[Job]: Recast the material, from the line containing "Could you give the outline of every instance of the roadside" through the end of the material, as a Markdown table with the columns Row and Line. Number each line in Row, skip blank lines, and leave out any pictures.

[Exercise material]:
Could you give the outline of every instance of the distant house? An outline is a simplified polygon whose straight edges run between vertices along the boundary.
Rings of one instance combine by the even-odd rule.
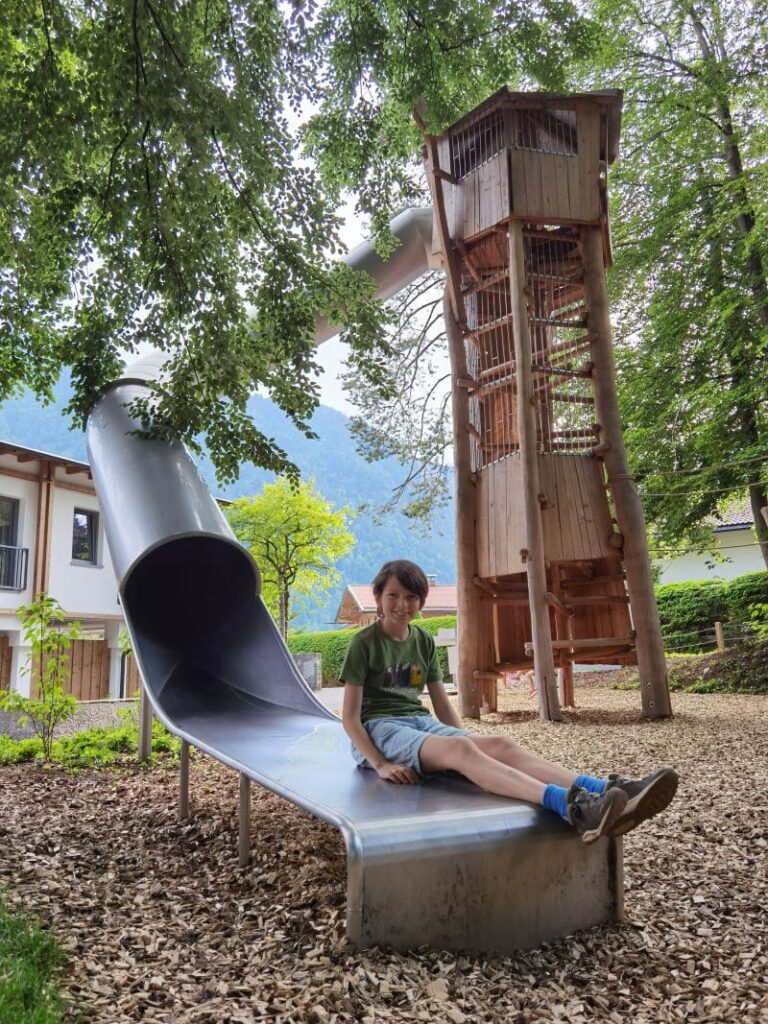
[[[0,441],[0,689],[29,695],[16,609],[40,592],[95,638],[73,648],[75,695],[122,695],[124,622],[90,468]]]
[[[425,618],[456,614],[456,584],[430,582],[422,609]],[[341,599],[336,622],[342,626],[369,626],[376,622],[376,601],[370,584],[348,584]]]
[[[670,547],[673,548],[672,545]],[[680,547],[684,548],[683,545]],[[765,571],[749,501],[734,502],[718,516],[714,550],[725,561],[715,560],[707,552],[697,554],[681,550],[680,554],[674,554],[673,548],[669,558],[654,559],[653,564],[660,569],[659,583],[714,578],[732,580],[744,572]]]

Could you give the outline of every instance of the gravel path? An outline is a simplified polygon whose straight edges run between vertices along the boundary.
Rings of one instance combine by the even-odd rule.
[[[675,765],[672,808],[625,841],[625,923],[507,958],[346,947],[334,829],[254,787],[237,866],[237,776],[203,756],[194,818],[176,771],[0,770],[0,887],[40,913],[93,1024],[765,1024],[768,698],[580,689],[569,722],[519,694],[483,722],[574,768]],[[428,784],[428,783],[427,783]]]

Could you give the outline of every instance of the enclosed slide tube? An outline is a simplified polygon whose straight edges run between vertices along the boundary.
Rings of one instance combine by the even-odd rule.
[[[615,918],[614,844],[585,846],[553,815],[459,777],[392,785],[354,767],[190,457],[136,432],[128,407],[156,377],[150,359],[116,381],[87,439],[134,656],[161,721],[340,829],[357,946],[508,953]]]

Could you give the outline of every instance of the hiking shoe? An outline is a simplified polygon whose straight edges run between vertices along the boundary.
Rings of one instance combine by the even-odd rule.
[[[623,793],[627,797],[627,805],[613,828],[614,836],[624,836],[640,824],[658,814],[672,803],[677,793],[678,774],[673,768],[659,768],[645,778],[621,778],[608,775],[606,793]]]
[[[580,834],[583,843],[594,843],[601,836],[613,835],[613,825],[621,818],[629,798],[618,786],[605,793],[590,793],[571,785],[566,799],[568,822]]]

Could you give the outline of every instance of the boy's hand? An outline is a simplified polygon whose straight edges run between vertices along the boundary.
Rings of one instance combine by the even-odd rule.
[[[419,776],[413,768],[408,765],[395,765],[391,761],[385,761],[383,765],[376,769],[379,778],[384,778],[387,782],[402,782],[408,785],[416,785]]]

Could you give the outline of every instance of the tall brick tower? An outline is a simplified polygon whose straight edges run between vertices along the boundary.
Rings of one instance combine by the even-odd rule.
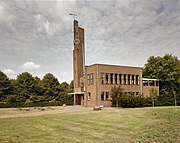
[[[84,50],[84,29],[78,26],[78,21],[74,19],[74,92],[82,92],[83,72],[85,67],[85,50]]]

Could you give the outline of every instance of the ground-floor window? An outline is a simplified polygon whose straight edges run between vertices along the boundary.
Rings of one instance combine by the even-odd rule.
[[[88,100],[91,100],[91,92],[88,92]]]
[[[102,91],[101,92],[101,101],[109,100],[109,92],[108,91]]]

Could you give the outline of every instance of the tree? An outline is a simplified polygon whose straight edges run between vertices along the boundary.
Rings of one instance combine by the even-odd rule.
[[[143,68],[143,76],[160,79],[160,94],[180,94],[180,60],[171,54],[151,56]]]
[[[113,86],[111,88],[111,98],[112,98],[112,105],[116,104],[116,107],[119,107],[119,101],[121,100],[124,89],[121,86]]]
[[[58,86],[58,79],[51,73],[47,73],[41,81],[41,87],[43,88],[44,95],[47,96],[47,98],[53,98],[54,96],[58,95]]]
[[[12,92],[11,82],[2,71],[0,71],[0,101],[4,101]]]
[[[36,81],[28,72],[18,75],[16,80],[16,94],[19,102],[25,102],[30,96],[36,95]]]

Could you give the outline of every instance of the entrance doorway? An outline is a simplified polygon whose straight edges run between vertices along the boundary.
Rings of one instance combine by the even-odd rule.
[[[84,100],[84,94],[74,95],[74,105],[82,105],[83,100]]]

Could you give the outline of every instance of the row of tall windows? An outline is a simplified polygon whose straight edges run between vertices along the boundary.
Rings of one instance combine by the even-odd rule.
[[[101,84],[139,85],[139,75],[101,73]]]
[[[109,100],[109,99],[110,99],[109,92],[102,91],[101,92],[101,101],[106,101],[106,100]]]
[[[94,84],[94,74],[93,73],[87,75],[87,81],[88,81],[88,85]]]
[[[159,86],[159,81],[145,80],[143,86]]]

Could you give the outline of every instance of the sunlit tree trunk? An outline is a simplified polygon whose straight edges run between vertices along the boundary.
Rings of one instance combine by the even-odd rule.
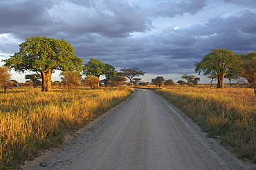
[[[52,89],[52,70],[41,72],[42,75],[42,92],[50,92]]]
[[[224,87],[224,75],[218,75],[217,88],[222,89]]]

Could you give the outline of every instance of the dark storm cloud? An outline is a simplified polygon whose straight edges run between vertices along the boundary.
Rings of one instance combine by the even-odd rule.
[[[149,14],[174,17],[185,13],[194,14],[205,6],[205,0],[187,0],[178,2],[165,2],[151,7]]]
[[[0,0],[0,34],[21,42],[33,36],[64,39],[85,62],[95,58],[118,70],[138,67],[154,74],[196,74],[194,62],[212,49],[255,51],[255,1],[167,1],[147,8],[125,0]],[[217,12],[200,24],[156,28],[158,19],[196,19],[215,3],[241,8],[235,15]],[[17,52],[17,43],[4,39],[0,53]]]

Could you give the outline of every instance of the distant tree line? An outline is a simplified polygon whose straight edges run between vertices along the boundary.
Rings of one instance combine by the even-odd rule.
[[[123,69],[120,72],[116,71],[114,67],[106,64],[99,60],[90,59],[85,65],[83,60],[74,54],[74,49],[70,43],[64,39],[57,40],[47,36],[33,36],[26,39],[26,41],[19,45],[19,51],[11,56],[10,59],[3,60],[6,63],[4,67],[8,67],[19,73],[26,71],[36,72],[37,74],[26,75],[25,78],[30,80],[27,83],[33,83],[34,87],[41,85],[42,92],[51,91],[51,77],[55,70],[61,70],[62,80],[68,89],[80,83],[89,85],[92,88],[99,85],[99,77],[104,75],[103,83],[105,85],[111,83],[112,86],[120,85],[126,78],[128,78],[132,87],[132,78],[135,76],[144,75],[145,72],[140,69]],[[6,70],[8,70],[6,67]],[[87,77],[82,79],[82,75]],[[10,72],[6,72],[6,73]],[[39,73],[39,75],[37,74]],[[7,81],[10,74],[6,78],[1,77]],[[95,78],[93,76],[98,78]],[[97,81],[97,83],[95,83]],[[92,84],[98,83],[98,85]],[[5,82],[1,82],[5,85]],[[7,87],[7,86],[4,86]]]
[[[83,60],[75,55],[73,46],[64,39],[33,36],[26,40],[19,45],[18,52],[10,59],[3,60],[6,63],[0,72],[0,84],[5,91],[10,83],[15,83],[11,82],[9,68],[19,73],[35,72],[37,74],[26,75],[25,78],[29,80],[26,84],[34,87],[41,85],[42,92],[51,90],[51,76],[55,70],[62,71],[62,84],[66,85],[68,89],[77,85],[87,85],[91,88],[101,85],[120,86],[127,78],[129,80],[131,87],[133,85],[148,84],[140,82],[140,78],[135,78],[145,74],[144,72],[137,67],[122,69],[117,72],[113,66],[93,58],[87,63],[83,64]],[[199,74],[202,73],[208,75],[212,80],[211,83],[217,80],[218,88],[223,87],[224,78],[228,78],[230,84],[234,80],[245,79],[248,87],[253,87],[256,94],[255,63],[256,52],[237,54],[232,51],[216,49],[207,54],[201,61],[196,63],[194,70]],[[86,77],[83,78],[83,75]],[[105,76],[105,79],[100,82],[99,78],[102,75]],[[181,86],[194,86],[200,81],[199,78],[194,75],[184,74],[181,78],[186,79],[187,82],[179,81],[177,83]],[[165,80],[162,76],[153,78],[151,83],[157,87],[175,84],[172,79]]]

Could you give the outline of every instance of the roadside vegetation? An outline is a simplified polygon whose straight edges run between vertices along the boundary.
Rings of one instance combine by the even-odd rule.
[[[210,137],[256,163],[256,96],[246,88],[172,87],[156,90]],[[253,94],[253,95],[252,95]]]
[[[84,127],[132,92],[128,88],[0,92],[0,169],[11,169],[41,149],[62,145],[65,134]]]

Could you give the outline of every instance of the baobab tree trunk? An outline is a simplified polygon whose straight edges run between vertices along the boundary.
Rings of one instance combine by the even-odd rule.
[[[52,70],[42,72],[42,92],[50,92],[52,90]]]
[[[217,88],[222,89],[224,87],[224,75],[218,75]]]

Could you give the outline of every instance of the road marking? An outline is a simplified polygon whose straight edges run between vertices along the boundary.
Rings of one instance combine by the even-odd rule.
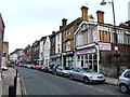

[Result]:
| Row | Line |
|---|---|
| 1 | Could you give the outline of every instance of the roadside vegetation? An outline is a simplified polygon whose straight edges run between vertices along the boundary. |
| 2 | Rings of one instance combine by the even-odd rule. |
| 3 | [[[210,137],[256,163],[256,96],[246,88],[172,87],[156,90]],[[253,94],[253,95],[252,95]]] |
| 4 | [[[84,127],[132,92],[128,88],[0,92],[0,169],[11,169],[41,149],[62,145],[65,134]]] |
| 5 | Could you give the outline of every instance of the baobab tree trunk? An outline is a simplified polygon whose straight edges run between vertices along the boundary. |
| 6 | Rings of one instance combine by the even-odd rule. |
| 7 | [[[52,70],[42,72],[42,92],[50,92],[52,90]]] |
| 8 | [[[217,88],[222,89],[224,87],[224,75],[218,75]]] |
| 9 | Could you give the outline of every instance of the road marking? An outline is a simplified polygon whose straight edges run between vertices along the boundary. |
| 10 | Rings of one instance combine by the even-odd rule. |